■ What is expected:
Skip the pictures. Transcribe the rest of the data below without changing a word.

────────────────────

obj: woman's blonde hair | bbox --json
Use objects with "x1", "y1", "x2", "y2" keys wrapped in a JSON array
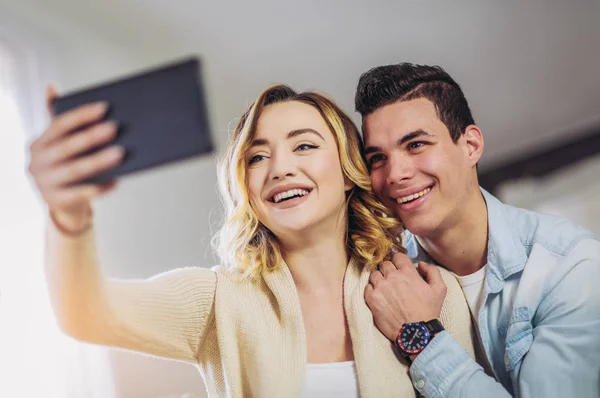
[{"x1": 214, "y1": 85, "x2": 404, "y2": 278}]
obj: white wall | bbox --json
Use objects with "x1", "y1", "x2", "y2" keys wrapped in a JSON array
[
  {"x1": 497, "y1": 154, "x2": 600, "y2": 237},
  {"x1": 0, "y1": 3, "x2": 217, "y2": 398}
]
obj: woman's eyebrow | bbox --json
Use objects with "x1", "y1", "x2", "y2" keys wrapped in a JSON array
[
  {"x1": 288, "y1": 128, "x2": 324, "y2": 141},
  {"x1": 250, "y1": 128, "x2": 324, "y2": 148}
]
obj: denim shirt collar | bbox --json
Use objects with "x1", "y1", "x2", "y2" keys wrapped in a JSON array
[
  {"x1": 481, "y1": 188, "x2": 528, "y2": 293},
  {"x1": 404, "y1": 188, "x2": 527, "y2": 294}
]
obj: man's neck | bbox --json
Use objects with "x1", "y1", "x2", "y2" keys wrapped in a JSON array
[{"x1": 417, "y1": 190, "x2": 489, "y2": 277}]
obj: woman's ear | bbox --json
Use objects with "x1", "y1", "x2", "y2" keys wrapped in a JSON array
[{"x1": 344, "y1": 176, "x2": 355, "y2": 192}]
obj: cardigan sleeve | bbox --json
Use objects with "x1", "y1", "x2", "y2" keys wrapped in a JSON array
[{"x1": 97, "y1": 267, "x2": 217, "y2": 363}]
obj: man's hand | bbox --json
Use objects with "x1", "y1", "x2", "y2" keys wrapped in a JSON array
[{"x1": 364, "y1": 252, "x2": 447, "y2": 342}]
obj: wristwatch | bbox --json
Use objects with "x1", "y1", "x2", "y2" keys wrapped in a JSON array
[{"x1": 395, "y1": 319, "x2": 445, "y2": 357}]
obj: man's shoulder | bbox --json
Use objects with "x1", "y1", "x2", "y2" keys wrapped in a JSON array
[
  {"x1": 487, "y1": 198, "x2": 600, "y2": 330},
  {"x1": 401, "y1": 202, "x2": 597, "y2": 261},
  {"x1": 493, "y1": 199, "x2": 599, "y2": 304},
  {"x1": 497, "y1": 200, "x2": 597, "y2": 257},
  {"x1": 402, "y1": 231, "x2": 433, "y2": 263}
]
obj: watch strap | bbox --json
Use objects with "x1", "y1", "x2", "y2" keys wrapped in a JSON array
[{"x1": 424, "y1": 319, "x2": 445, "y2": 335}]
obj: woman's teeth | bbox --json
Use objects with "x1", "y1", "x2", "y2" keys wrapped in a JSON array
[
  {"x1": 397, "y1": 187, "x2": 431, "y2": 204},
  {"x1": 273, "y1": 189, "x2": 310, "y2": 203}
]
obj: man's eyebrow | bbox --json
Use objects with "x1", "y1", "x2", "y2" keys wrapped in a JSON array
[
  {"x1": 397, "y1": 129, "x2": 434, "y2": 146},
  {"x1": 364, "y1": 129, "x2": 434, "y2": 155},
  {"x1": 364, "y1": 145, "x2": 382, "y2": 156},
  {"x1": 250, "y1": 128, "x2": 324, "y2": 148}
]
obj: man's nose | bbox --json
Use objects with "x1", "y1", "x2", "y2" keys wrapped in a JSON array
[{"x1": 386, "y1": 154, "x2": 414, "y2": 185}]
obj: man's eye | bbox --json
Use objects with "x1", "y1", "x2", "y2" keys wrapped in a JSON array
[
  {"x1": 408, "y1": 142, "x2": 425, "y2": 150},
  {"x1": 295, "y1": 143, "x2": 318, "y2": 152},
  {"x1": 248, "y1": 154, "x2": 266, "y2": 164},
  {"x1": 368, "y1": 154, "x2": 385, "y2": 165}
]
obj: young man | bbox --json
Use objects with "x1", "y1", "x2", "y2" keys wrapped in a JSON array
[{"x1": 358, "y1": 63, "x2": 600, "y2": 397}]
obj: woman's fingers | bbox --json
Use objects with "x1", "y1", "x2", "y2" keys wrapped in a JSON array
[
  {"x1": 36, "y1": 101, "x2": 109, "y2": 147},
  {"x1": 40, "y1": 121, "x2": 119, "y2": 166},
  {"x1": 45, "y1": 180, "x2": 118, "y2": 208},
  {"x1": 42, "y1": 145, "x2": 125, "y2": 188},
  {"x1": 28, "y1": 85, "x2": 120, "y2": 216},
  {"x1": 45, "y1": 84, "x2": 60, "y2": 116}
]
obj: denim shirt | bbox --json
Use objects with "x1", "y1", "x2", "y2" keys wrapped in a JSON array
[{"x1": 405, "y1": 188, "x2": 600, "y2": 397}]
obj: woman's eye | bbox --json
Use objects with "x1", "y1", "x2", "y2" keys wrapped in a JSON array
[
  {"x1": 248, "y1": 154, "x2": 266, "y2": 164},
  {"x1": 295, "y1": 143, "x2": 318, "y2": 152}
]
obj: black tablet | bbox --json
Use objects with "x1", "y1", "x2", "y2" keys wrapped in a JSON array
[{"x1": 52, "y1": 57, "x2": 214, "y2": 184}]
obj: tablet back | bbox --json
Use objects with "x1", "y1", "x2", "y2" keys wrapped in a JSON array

────────────────────

■ Result of this exercise:
obj: woman's blonde hair | bbox --json
Use objects with "x1", "y1", "x2", "y2" keys wrapped in a JSON array
[{"x1": 214, "y1": 85, "x2": 404, "y2": 278}]
obj: white wall | bbox --json
Use objects with "x1", "y1", "x2", "y2" keys wrapped in a JSON array
[
  {"x1": 497, "y1": 154, "x2": 600, "y2": 237},
  {"x1": 0, "y1": 3, "x2": 217, "y2": 398}
]
obj: woman's eyebrow | bbox --json
Use objects with "x1", "y1", "x2", "y2" keys wrapped in a JSON array
[
  {"x1": 288, "y1": 128, "x2": 324, "y2": 141},
  {"x1": 250, "y1": 128, "x2": 324, "y2": 148}
]
obj: denim shirt collar | bbox --json
Use objects with "x1", "y1", "x2", "y2" keys wrapped in a JSON array
[
  {"x1": 481, "y1": 188, "x2": 528, "y2": 293},
  {"x1": 404, "y1": 188, "x2": 527, "y2": 294}
]
obj: man's neck | bbox --json
Use objects with "x1", "y1", "x2", "y2" keys wrapped in a JSON array
[{"x1": 417, "y1": 190, "x2": 489, "y2": 277}]
obj: woman's ear | bbox --json
Use objects with "x1", "y1", "x2", "y2" keys wrapped in a JSON array
[{"x1": 344, "y1": 176, "x2": 355, "y2": 192}]
obj: cardigan sleeve | bbox --json
Use objects with "x1", "y1", "x2", "y2" keys wrapped in a JSON array
[{"x1": 97, "y1": 267, "x2": 217, "y2": 363}]
obj: man's hand | bbox --json
Use objects with "x1", "y1", "x2", "y2" keys wrapped in a JSON array
[{"x1": 364, "y1": 252, "x2": 447, "y2": 342}]
obj: wristwatch | bbox --json
Use objects with "x1", "y1", "x2", "y2" keys wrapped in a JSON array
[{"x1": 395, "y1": 319, "x2": 445, "y2": 357}]
obj: man's shoulder | bbox --json
Use objects with "x1", "y1", "x2", "y2" keys wrapped in a JSON array
[
  {"x1": 487, "y1": 198, "x2": 600, "y2": 330},
  {"x1": 401, "y1": 202, "x2": 597, "y2": 261},
  {"x1": 493, "y1": 199, "x2": 599, "y2": 304},
  {"x1": 497, "y1": 200, "x2": 597, "y2": 257},
  {"x1": 402, "y1": 231, "x2": 433, "y2": 263}
]
obj: watch strap | bbox --json
Use objects with "x1", "y1", "x2", "y2" keys wrapped in a JSON array
[{"x1": 424, "y1": 319, "x2": 445, "y2": 335}]
obj: woman's teeth | bbox --json
Use objects with "x1", "y1", "x2", "y2" keys wrapped in a JSON array
[
  {"x1": 397, "y1": 187, "x2": 431, "y2": 204},
  {"x1": 273, "y1": 189, "x2": 310, "y2": 203}
]
obj: man's eyebrow | bbox --json
Use objects with "x1", "y1", "x2", "y2" keys wrapped in a JSON array
[
  {"x1": 397, "y1": 129, "x2": 434, "y2": 146},
  {"x1": 364, "y1": 129, "x2": 434, "y2": 155},
  {"x1": 364, "y1": 145, "x2": 382, "y2": 156},
  {"x1": 250, "y1": 128, "x2": 324, "y2": 148}
]
obj: man's nose | bbox --json
Use objects with "x1", "y1", "x2", "y2" keys wrapped in a JSON array
[{"x1": 386, "y1": 154, "x2": 414, "y2": 185}]
obj: man's eye | bbox --json
Use objects with "x1", "y1", "x2", "y2" keys wrapped in a JSON array
[
  {"x1": 408, "y1": 142, "x2": 425, "y2": 150},
  {"x1": 295, "y1": 143, "x2": 318, "y2": 152},
  {"x1": 248, "y1": 154, "x2": 266, "y2": 164},
  {"x1": 368, "y1": 154, "x2": 385, "y2": 165}
]
obj: young man | bbox --json
Use objects with "x1", "y1", "x2", "y2" keys wrapped in a JSON array
[{"x1": 358, "y1": 63, "x2": 600, "y2": 397}]
obj: woman's fingers | bbox --json
Use objects with "x1", "y1", "x2", "y2" keys wrapped in a JSON array
[
  {"x1": 36, "y1": 101, "x2": 109, "y2": 147},
  {"x1": 40, "y1": 121, "x2": 119, "y2": 166},
  {"x1": 45, "y1": 180, "x2": 118, "y2": 208},
  {"x1": 42, "y1": 145, "x2": 125, "y2": 188},
  {"x1": 28, "y1": 85, "x2": 120, "y2": 216},
  {"x1": 45, "y1": 84, "x2": 60, "y2": 116}
]
obj: denim shirt | bbox --json
Use objects with "x1", "y1", "x2", "y2" keys wrapped in a JSON array
[{"x1": 405, "y1": 188, "x2": 600, "y2": 397}]
obj: woman's eye | bbox --json
Use objects with "x1", "y1", "x2", "y2" keys wrapped in a JSON array
[
  {"x1": 248, "y1": 154, "x2": 266, "y2": 164},
  {"x1": 295, "y1": 143, "x2": 318, "y2": 152}
]
obj: black tablet | bbox --json
Use objects with "x1", "y1", "x2", "y2" keys wrapped in a JSON array
[{"x1": 52, "y1": 57, "x2": 214, "y2": 184}]
obj: tablet back | bbox --json
Use objects with "x1", "y1", "x2", "y2" keys wrapped in a JSON array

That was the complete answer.